Task brief = Every line of the data below needs to be reproduced exactly.

++++++++++

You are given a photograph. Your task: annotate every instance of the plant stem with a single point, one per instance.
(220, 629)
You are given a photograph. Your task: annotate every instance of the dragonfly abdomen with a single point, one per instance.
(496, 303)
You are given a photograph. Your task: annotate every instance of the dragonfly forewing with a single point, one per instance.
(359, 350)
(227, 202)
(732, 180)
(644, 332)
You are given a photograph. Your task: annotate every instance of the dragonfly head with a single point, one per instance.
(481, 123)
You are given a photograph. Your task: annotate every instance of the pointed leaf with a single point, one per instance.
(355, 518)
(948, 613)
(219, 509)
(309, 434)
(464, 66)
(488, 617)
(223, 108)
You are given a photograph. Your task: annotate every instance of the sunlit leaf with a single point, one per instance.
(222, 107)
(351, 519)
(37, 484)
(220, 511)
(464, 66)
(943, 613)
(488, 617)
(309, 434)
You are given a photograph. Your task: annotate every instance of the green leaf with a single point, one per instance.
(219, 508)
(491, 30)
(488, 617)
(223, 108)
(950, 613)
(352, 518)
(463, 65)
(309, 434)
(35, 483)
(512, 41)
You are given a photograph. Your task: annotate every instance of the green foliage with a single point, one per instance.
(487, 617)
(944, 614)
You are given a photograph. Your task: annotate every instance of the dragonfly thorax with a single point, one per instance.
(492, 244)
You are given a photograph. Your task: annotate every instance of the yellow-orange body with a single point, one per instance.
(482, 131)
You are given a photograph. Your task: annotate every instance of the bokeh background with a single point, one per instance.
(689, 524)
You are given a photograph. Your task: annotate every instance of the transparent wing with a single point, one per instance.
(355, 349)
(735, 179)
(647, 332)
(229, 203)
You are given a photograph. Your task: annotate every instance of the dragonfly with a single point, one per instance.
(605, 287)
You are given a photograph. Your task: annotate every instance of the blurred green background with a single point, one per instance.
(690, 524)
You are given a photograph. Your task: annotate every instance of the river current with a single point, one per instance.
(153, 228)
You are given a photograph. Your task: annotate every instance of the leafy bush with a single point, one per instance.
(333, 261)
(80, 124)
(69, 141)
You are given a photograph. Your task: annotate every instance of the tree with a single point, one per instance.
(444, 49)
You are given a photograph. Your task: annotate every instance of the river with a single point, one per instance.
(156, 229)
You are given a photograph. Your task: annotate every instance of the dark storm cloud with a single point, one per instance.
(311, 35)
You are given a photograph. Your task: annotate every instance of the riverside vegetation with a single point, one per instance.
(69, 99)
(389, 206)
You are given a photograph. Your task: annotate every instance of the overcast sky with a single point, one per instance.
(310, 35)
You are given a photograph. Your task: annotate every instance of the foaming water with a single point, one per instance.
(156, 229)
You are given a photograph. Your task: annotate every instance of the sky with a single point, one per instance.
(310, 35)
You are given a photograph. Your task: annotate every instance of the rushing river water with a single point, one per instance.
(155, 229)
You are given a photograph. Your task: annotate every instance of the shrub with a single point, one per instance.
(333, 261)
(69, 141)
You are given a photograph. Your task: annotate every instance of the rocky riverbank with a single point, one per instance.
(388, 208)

++++++++++

Answer space =
You are given a photograph. Your task: annotate every instance of the plant stem with a single point, one per instance.
(220, 629)
You are given a photograph. Your task: annotate every instance of the dragonfly abdomen with a single point, one per instance.
(496, 303)
You are given a photograph. Your task: annotate every instance of the dragonfly forewing with a single point, one per instance.
(359, 350)
(227, 202)
(732, 180)
(644, 332)
You are given a photograph. Your task: annotate every instance of the dragonfly head with a single point, one per instance.
(481, 123)
You are given a photograph. Your task: annotate every instance of the pointed leaf with a single point, one per instance.
(355, 518)
(948, 613)
(219, 509)
(309, 434)
(464, 66)
(488, 617)
(223, 108)
You are given a photograph. Your task: annotate every instance of the sunlit leaf with a single point, one per instance.
(222, 107)
(351, 519)
(37, 484)
(220, 511)
(464, 66)
(943, 613)
(488, 617)
(309, 434)
You are given a photograph. Your task: annotate every instance of the green leaf with a single point, one per instance.
(219, 508)
(491, 30)
(488, 617)
(223, 108)
(950, 613)
(352, 518)
(463, 65)
(309, 434)
(35, 483)
(512, 41)
You are given a photograph. Your task: annotate every instance of the green foliage with a single point, one per instance.
(487, 617)
(944, 614)
You are given a photograph. Your task: annotate every instance of the dragonfly thorax with a single point, one per instance.
(492, 244)
You are given a photograph. Your task: annotate every instance of the yellow-orange body with a single point, one per instance.
(482, 131)
You are given a photograph. Your task: annotate every instance of the bokeh background with a single point, one per instance.
(689, 524)
You are given a photograph. Your task: annotate every instance of the transparent wing with a single point, one per instance.
(355, 349)
(735, 179)
(647, 332)
(229, 203)
You are given a photograph. Your task: annotate every instance of the dragonfly with a single point, one per instance.
(605, 287)
You are given a photograph. Your task: annotate every instance of the blurred green background with a single point, one per instance.
(690, 524)
You are given a photograph. Your task: annotate every instance of the river current with a single point, one per instance.
(153, 228)
You are given a photograph. Your task: annotate every instance of the leafy bush with a single point, one per instance.
(333, 261)
(80, 124)
(69, 141)
You are given a photograph. Your task: annotate every instance of the tree with a single point, one per instance.
(444, 49)
You are given a photograph. Your task: annotate every instance of the river with a single point, one per instance.
(156, 229)
You are given a photograph. Your task: annotate every instance of the dark storm cloud with a single point, one per instance.
(311, 35)
You are given a photograph. Your task: annotate every instance of the riverside vegetation with a single point, one per instance.
(69, 99)
(389, 206)
You are given a photograph. Your task: annotate every instance of the overcast sky with a single point, one per instance.
(310, 35)
You are given a photograph. Your task: annotate every instance of the foaming water with a single point, one per instance.
(156, 229)
You are given a photograph. Your task: annotate every instance of the sky with a single point, one per instance.
(310, 35)
You are given a photograph. Your task: annotate every instance of the rushing river water with a single point, one per instance.
(155, 229)
You are given a photograph. Your task: annotate every instance of the shrub with a single point, one per instance.
(333, 261)
(69, 141)
You are given a photograph. Your task: annotate every instance of the rocky riverbank with a single point, one per instance.
(388, 208)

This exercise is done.